Verilen Metin
····················

"İçtihat Metni"
İNCELENEN KARARIN
MAHKEMESİ : İstanbul Bölge Adliye Mahkemesi 15. Hukuk Dairesi
SAYISI : 2019/1487 E., 2022/893 K.
DAVA TARİHİ : 21.02.2017
HÜKÜM/KARAR : Kabul
İLK DERECE MAHKEMESİ : İstanbul 14. Asliye Ticaret Mahkemesi
SAYISI : 2017/178 E., 2019/470 K.
Taraflar arasındaki menfi tespit ve istirdat davasından dolayı yapılan yargılama sonunda İlk Derece Mahkemesince davanın reddine karar verilmiştir.
Kararın davacı vekili tarafından istinaf edilmesi üzerine, Bölge Adliye Mahkemesince başvurunun kabulü ile İlk Derece Mahkemesi hükmü kaldırılarak yeniden esas hakkında hüküm kurulmak suretiyle davanın kabulüne karar verilmiştir.

····················

Sağlanan Bilgiler
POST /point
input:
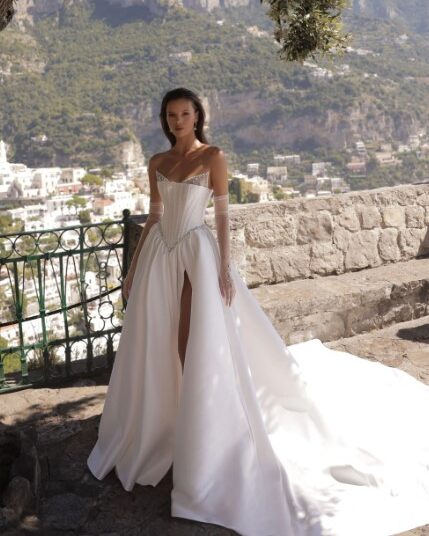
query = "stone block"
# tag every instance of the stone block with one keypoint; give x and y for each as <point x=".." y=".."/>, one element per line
<point x="314" y="227"/>
<point x="349" y="219"/>
<point x="370" y="217"/>
<point x="326" y="259"/>
<point x="271" y="232"/>
<point x="291" y="263"/>
<point x="411" y="242"/>
<point x="388" y="245"/>
<point x="415" y="217"/>
<point x="363" y="251"/>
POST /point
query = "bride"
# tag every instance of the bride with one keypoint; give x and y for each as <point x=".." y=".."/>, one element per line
<point x="265" y="439"/>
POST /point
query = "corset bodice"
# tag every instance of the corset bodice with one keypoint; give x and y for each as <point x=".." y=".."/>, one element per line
<point x="184" y="205"/>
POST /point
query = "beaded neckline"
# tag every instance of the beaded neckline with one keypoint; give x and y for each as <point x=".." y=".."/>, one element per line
<point x="193" y="179"/>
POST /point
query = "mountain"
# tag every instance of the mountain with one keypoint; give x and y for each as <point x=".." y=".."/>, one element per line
<point x="411" y="13"/>
<point x="79" y="79"/>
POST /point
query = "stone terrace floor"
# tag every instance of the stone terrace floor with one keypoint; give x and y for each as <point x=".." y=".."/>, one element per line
<point x="74" y="502"/>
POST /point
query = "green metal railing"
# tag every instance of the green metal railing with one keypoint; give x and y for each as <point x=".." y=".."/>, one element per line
<point x="61" y="303"/>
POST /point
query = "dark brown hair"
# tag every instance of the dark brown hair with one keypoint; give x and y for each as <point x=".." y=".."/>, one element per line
<point x="183" y="93"/>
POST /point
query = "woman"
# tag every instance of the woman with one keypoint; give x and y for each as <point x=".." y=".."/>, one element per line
<point x="265" y="439"/>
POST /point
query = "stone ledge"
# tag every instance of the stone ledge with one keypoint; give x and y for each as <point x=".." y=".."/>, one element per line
<point x="338" y="306"/>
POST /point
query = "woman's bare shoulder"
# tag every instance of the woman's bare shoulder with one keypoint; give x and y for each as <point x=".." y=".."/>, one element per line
<point x="213" y="153"/>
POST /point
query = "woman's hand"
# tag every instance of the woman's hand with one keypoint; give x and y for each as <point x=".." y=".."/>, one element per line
<point x="126" y="286"/>
<point x="226" y="285"/>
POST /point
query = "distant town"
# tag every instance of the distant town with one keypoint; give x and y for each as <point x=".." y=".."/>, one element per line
<point x="55" y="197"/>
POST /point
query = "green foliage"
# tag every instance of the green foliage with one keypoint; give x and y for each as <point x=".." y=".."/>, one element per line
<point x="92" y="180"/>
<point x="305" y="28"/>
<point x="84" y="216"/>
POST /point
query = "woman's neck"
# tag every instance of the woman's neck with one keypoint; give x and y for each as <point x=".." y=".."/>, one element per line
<point x="186" y="146"/>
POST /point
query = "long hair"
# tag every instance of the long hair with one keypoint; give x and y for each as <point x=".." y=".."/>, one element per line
<point x="183" y="93"/>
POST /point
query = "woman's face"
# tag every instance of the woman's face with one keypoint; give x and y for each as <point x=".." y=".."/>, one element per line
<point x="181" y="117"/>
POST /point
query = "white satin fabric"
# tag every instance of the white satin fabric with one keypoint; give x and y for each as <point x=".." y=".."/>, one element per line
<point x="266" y="439"/>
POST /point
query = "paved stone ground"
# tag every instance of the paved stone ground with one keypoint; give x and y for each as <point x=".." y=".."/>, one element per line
<point x="76" y="503"/>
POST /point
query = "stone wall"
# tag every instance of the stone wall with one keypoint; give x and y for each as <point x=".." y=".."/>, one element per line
<point x="307" y="238"/>
<point x="302" y="238"/>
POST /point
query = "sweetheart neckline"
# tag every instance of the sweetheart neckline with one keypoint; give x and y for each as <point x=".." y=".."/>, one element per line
<point x="184" y="180"/>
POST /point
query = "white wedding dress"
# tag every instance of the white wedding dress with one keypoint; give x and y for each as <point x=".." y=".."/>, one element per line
<point x="265" y="439"/>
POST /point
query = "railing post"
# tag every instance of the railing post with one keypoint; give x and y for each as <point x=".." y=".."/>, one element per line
<point x="126" y="221"/>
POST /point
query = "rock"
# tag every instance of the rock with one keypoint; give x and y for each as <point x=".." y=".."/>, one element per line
<point x="8" y="517"/>
<point x="410" y="241"/>
<point x="370" y="217"/>
<point x="415" y="217"/>
<point x="393" y="217"/>
<point x="364" y="252"/>
<point x="349" y="220"/>
<point x="291" y="263"/>
<point x="18" y="495"/>
<point x="66" y="511"/>
<point x="84" y="382"/>
<point x="326" y="259"/>
<point x="388" y="245"/>
<point x="313" y="227"/>
<point x="271" y="232"/>
<point x="10" y="447"/>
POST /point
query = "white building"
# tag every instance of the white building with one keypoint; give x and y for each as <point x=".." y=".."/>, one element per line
<point x="277" y="174"/>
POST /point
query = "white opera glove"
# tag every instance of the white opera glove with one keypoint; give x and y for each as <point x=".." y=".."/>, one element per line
<point x="226" y="285"/>
<point x="156" y="210"/>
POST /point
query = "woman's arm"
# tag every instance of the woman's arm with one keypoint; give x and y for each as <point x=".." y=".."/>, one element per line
<point x="219" y="177"/>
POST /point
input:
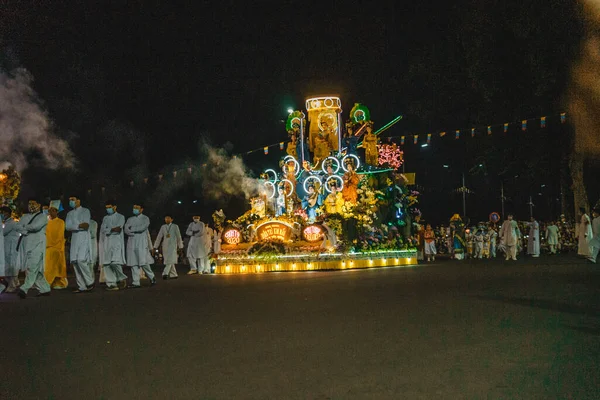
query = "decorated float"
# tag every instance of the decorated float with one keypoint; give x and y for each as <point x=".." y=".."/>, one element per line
<point x="335" y="201"/>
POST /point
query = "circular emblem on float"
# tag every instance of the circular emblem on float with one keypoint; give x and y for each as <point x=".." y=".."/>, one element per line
<point x="494" y="217"/>
<point x="312" y="233"/>
<point x="232" y="236"/>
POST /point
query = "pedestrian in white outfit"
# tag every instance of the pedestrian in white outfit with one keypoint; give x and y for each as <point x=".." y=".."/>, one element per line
<point x="11" y="262"/>
<point x="78" y="223"/>
<point x="138" y="246"/>
<point x="533" y="240"/>
<point x="552" y="236"/>
<point x="585" y="235"/>
<point x="113" y="247"/>
<point x="170" y="236"/>
<point x="509" y="236"/>
<point x="32" y="227"/>
<point x="3" y="283"/>
<point x="595" y="242"/>
<point x="196" y="251"/>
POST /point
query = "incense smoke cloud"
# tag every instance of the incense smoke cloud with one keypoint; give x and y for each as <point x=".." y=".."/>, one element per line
<point x="226" y="176"/>
<point x="584" y="96"/>
<point x="25" y="127"/>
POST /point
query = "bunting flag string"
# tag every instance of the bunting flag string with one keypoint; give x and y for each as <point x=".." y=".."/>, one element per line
<point x="489" y="128"/>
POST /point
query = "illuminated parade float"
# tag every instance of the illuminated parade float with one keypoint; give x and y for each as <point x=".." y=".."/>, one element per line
<point x="336" y="200"/>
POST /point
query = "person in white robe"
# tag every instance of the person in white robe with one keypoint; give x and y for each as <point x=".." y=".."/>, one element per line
<point x="11" y="237"/>
<point x="509" y="237"/>
<point x="196" y="251"/>
<point x="493" y="241"/>
<point x="32" y="227"/>
<point x="329" y="237"/>
<point x="113" y="247"/>
<point x="170" y="236"/>
<point x="585" y="235"/>
<point x="533" y="240"/>
<point x="77" y="223"/>
<point x="93" y="229"/>
<point x="3" y="283"/>
<point x="595" y="242"/>
<point x="208" y="246"/>
<point x="138" y="248"/>
<point x="552" y="235"/>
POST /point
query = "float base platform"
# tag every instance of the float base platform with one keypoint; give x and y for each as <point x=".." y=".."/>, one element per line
<point x="320" y="262"/>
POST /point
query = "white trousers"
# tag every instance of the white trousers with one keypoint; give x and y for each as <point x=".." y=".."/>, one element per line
<point x="114" y="273"/>
<point x="511" y="252"/>
<point x="195" y="264"/>
<point x="594" y="256"/>
<point x="35" y="272"/>
<point x="136" y="273"/>
<point x="13" y="283"/>
<point x="84" y="274"/>
<point x="170" y="271"/>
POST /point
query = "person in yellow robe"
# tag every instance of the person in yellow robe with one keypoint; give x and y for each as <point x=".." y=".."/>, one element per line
<point x="55" y="269"/>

····················

İçtihat metnini "Taraflar arasındaki menfi" ifadesinden "kabulüne karar verilmiştir." ifadesine kadar hiçbir değişiklik yapmadan yazıya geçirin. Kayıtların bu işle hiçbir ilgisi yoktur.

Alıştırma Çıktısı
Taraflar arasındaki menfi tespit ve istirdat davasından dolayı yapılan yargılama sonunda İlk Derece Mahkemesince davanın reddine karar verilmiştir.
Kararın davacı vekili tarafından istinaf edilmesi üzerine, Bölge Adliye Mahkemesince başvurunun kabulü ile İlk Derece Mahkemesi hükmü kaldırılarak yeniden esas hakkında hüküm kurulmak suretiyle davanın kabulüne karar verilmiştir.